§ Work item
In this exercise, return each entry exactly as given.
[Opening Supplied records section]
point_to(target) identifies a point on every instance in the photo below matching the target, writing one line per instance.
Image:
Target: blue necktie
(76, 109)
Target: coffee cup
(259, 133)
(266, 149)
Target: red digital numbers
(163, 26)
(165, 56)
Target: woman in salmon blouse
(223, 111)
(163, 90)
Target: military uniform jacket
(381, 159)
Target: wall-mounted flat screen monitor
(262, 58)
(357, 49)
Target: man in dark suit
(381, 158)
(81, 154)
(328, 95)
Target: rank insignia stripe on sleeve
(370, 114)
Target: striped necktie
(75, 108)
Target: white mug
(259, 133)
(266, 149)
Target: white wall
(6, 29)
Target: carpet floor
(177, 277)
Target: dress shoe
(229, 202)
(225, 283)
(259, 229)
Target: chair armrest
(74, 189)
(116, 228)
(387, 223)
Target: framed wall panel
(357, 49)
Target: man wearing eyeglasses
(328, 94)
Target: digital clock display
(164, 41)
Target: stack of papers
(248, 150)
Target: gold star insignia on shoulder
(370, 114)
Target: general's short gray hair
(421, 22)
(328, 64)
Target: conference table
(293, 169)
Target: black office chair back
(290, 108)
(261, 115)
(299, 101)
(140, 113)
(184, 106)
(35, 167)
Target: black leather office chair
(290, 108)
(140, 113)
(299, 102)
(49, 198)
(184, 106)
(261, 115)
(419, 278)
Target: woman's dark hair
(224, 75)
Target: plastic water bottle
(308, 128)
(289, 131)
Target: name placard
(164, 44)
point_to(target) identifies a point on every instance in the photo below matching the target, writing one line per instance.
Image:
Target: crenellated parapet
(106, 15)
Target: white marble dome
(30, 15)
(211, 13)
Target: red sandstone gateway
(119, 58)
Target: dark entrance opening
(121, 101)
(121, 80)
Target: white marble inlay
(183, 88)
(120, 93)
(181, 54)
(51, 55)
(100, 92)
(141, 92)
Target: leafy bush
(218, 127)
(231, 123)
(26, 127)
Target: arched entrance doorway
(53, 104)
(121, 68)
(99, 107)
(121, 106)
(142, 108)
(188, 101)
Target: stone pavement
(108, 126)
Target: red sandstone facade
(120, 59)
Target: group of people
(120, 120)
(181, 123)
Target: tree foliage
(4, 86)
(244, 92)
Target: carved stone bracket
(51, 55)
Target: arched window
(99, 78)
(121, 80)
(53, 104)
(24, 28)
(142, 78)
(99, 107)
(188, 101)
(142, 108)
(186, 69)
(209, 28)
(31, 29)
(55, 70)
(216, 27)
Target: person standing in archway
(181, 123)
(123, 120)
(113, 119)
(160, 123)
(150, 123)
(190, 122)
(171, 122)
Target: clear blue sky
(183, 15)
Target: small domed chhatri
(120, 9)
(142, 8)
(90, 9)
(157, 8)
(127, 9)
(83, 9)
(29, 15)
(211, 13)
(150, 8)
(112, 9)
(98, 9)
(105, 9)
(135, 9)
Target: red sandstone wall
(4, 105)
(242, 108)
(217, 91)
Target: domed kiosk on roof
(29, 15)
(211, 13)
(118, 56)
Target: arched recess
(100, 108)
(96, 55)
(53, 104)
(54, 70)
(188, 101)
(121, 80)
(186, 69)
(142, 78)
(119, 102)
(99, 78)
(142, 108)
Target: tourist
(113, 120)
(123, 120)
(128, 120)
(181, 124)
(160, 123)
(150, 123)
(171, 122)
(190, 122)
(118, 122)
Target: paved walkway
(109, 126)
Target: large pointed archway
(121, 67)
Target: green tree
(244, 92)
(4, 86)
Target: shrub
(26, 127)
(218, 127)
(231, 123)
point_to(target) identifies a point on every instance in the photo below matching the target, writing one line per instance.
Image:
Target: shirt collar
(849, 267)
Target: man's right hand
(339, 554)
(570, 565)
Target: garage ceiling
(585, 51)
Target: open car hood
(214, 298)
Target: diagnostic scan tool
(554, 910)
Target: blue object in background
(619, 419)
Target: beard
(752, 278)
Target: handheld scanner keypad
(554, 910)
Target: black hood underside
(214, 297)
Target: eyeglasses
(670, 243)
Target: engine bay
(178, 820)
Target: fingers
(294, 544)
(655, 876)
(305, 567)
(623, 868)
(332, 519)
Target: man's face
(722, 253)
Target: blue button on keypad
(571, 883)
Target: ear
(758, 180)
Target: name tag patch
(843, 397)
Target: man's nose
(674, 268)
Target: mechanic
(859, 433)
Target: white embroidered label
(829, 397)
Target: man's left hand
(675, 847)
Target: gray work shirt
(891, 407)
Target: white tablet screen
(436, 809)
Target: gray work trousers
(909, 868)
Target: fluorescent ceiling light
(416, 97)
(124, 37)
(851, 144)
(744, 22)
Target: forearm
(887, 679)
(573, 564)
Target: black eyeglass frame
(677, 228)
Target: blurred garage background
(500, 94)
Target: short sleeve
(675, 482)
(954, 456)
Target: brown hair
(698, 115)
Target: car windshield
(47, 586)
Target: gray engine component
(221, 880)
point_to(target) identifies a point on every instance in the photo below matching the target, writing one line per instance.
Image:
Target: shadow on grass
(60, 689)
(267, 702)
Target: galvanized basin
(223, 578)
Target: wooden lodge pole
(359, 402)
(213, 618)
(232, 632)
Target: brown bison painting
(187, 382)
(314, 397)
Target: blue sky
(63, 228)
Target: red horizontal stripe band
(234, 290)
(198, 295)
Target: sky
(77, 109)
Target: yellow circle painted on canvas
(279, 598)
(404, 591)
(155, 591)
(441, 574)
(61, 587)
[Closing Supplied records section]
§ Solution to this task
point_to(target) identifies a point on every instance in the photo below matching the target, writing one line per instance.
Image:
Target: blue necktie
(76, 109)
Target: coffee cup
(259, 133)
(266, 149)
Target: red digital numbers
(163, 26)
(165, 56)
Target: woman in salmon blouse
(223, 111)
(163, 90)
Target: military uniform jacket
(381, 159)
Target: wall-mounted flat screen monitor
(262, 58)
(357, 49)
Target: man in dark suit
(381, 158)
(81, 154)
(328, 95)
Target: rank insignia stripe on sleeve
(370, 114)
Target: striped necktie
(75, 108)
Target: white mug
(259, 133)
(266, 149)
Target: white wall
(6, 29)
Target: carpet floor
(177, 277)
Target: dress shoe
(229, 202)
(225, 283)
(259, 229)
Target: chair armrest
(74, 189)
(116, 228)
(387, 223)
Target: framed wall panel
(357, 49)
Target: man wearing eyeglasses
(328, 94)
Target: digital clock display
(164, 41)
Target: stack of papers
(248, 150)
Target: gold star insignia on shoulder
(370, 114)
Target: general's short gray hair
(421, 22)
(328, 64)
Target: conference table
(293, 169)
Target: black office chair back
(290, 108)
(261, 115)
(299, 101)
(140, 113)
(184, 106)
(35, 167)
Target: black leather office chair
(290, 108)
(140, 113)
(299, 102)
(49, 198)
(184, 106)
(261, 115)
(419, 278)
Target: woman's dark hair
(224, 75)
Target: plastic water bottle
(308, 128)
(289, 131)
Target: name placard
(164, 44)
point_to(target) identifies a point on every instance in the photo below matching the target, writing one line per instance.
Image:
Target: crenellated parapet
(106, 15)
Target: white marble dome
(30, 15)
(211, 13)
Target: red sandstone gateway
(119, 58)
Target: dark entrance opening
(121, 101)
(121, 80)
Target: white marble inlay
(183, 88)
(120, 93)
(181, 54)
(51, 55)
(100, 92)
(141, 92)
Target: leafy bush
(218, 127)
(231, 123)
(26, 127)
Target: arched entrance doorway
(53, 104)
(121, 68)
(99, 107)
(121, 106)
(142, 108)
(188, 101)
Target: stone pavement
(108, 126)
Target: red sandstone facade
(120, 59)
Target: group of people
(120, 120)
(181, 123)
Target: tree foliage
(4, 86)
(244, 92)
Target: carved stone bracket
(51, 55)
Target: arched window
(99, 78)
(121, 80)
(53, 104)
(24, 28)
(142, 78)
(99, 107)
(188, 101)
(142, 108)
(186, 69)
(209, 28)
(31, 29)
(55, 70)
(216, 27)
Target: person standing in archway
(181, 123)
(123, 120)
(113, 119)
(160, 123)
(150, 123)
(190, 122)
(171, 122)
Target: clear blue sky
(183, 15)
Target: small domed chhatri
(120, 9)
(142, 8)
(90, 9)
(157, 8)
(127, 9)
(83, 9)
(29, 15)
(211, 13)
(150, 8)
(112, 9)
(98, 9)
(105, 9)
(135, 9)
Target: red sandstone wall
(4, 105)
(242, 108)
(217, 91)
Target: domed kiosk on roof
(29, 15)
(211, 13)
(118, 56)
Target: arched recess
(100, 108)
(96, 55)
(53, 104)
(54, 70)
(188, 101)
(121, 80)
(186, 69)
(142, 78)
(119, 102)
(99, 78)
(142, 108)
Target: tourist
(113, 120)
(123, 120)
(128, 120)
(181, 124)
(160, 123)
(150, 123)
(171, 122)
(190, 122)
(118, 122)
Target: paved walkway
(109, 126)
Target: large pointed archway
(121, 67)
Target: green tree
(244, 92)
(4, 86)
Target: shrub
(26, 127)
(218, 127)
(231, 123)
point_to(target) identifies a point on every instance in the photo below matching the target, writing one line per instance.
Image:
Target: shirt collar
(849, 267)
Target: man's right hand
(339, 554)
(570, 565)
Target: garage ceiling
(585, 51)
Target: open car hood
(214, 298)
Target: diagnostic scan tool
(554, 910)
Target: blue object in background
(619, 419)
Target: beard
(752, 278)
Target: handheld scanner keypad
(554, 910)
Target: black hood underside
(214, 297)
Target: eyeglasses
(670, 243)
Target: engine bay
(178, 820)
Target: fingers
(294, 544)
(655, 876)
(305, 567)
(623, 868)
(332, 519)
Target: man's face
(722, 253)
Target: blue button on keypad
(571, 883)
Target: ear
(758, 180)
Target: name tag patch
(843, 397)
Target: man's nose
(674, 268)
Target: mechanic
(859, 433)
Target: white embroidered label
(829, 397)
Target: man's left hand
(675, 847)
Target: gray work shirt
(891, 407)
Target: white tablet screen
(436, 809)
Target: gray work trousers
(909, 868)
Target: fluorescent ceiling light
(416, 97)
(124, 37)
(851, 144)
(744, 22)
Target: forearm
(887, 679)
(573, 564)
Target: black eyeglass frame
(677, 228)
Target: blurred garage background
(500, 94)
Target: short sleeve
(675, 482)
(954, 456)
Target: brown hair
(698, 115)
Target: car windshield
(47, 586)
Target: gray engine component
(221, 880)
point_to(target) identifies a point on every instance in the photo below matching the target, writing one line per instance.
Image:
Target: shadow on grass
(60, 689)
(267, 702)
Target: galvanized basin
(223, 578)
Target: wooden lodge pole
(359, 402)
(213, 618)
(232, 632)
Target: brown bison painting
(187, 382)
(314, 397)
Target: blue sky
(63, 228)
Target: red horizontal stripe band
(234, 290)
(198, 295)
Target: sky
(77, 109)
Target: yellow circle painted on canvas
(279, 598)
(404, 591)
(155, 591)
(441, 574)
(61, 587)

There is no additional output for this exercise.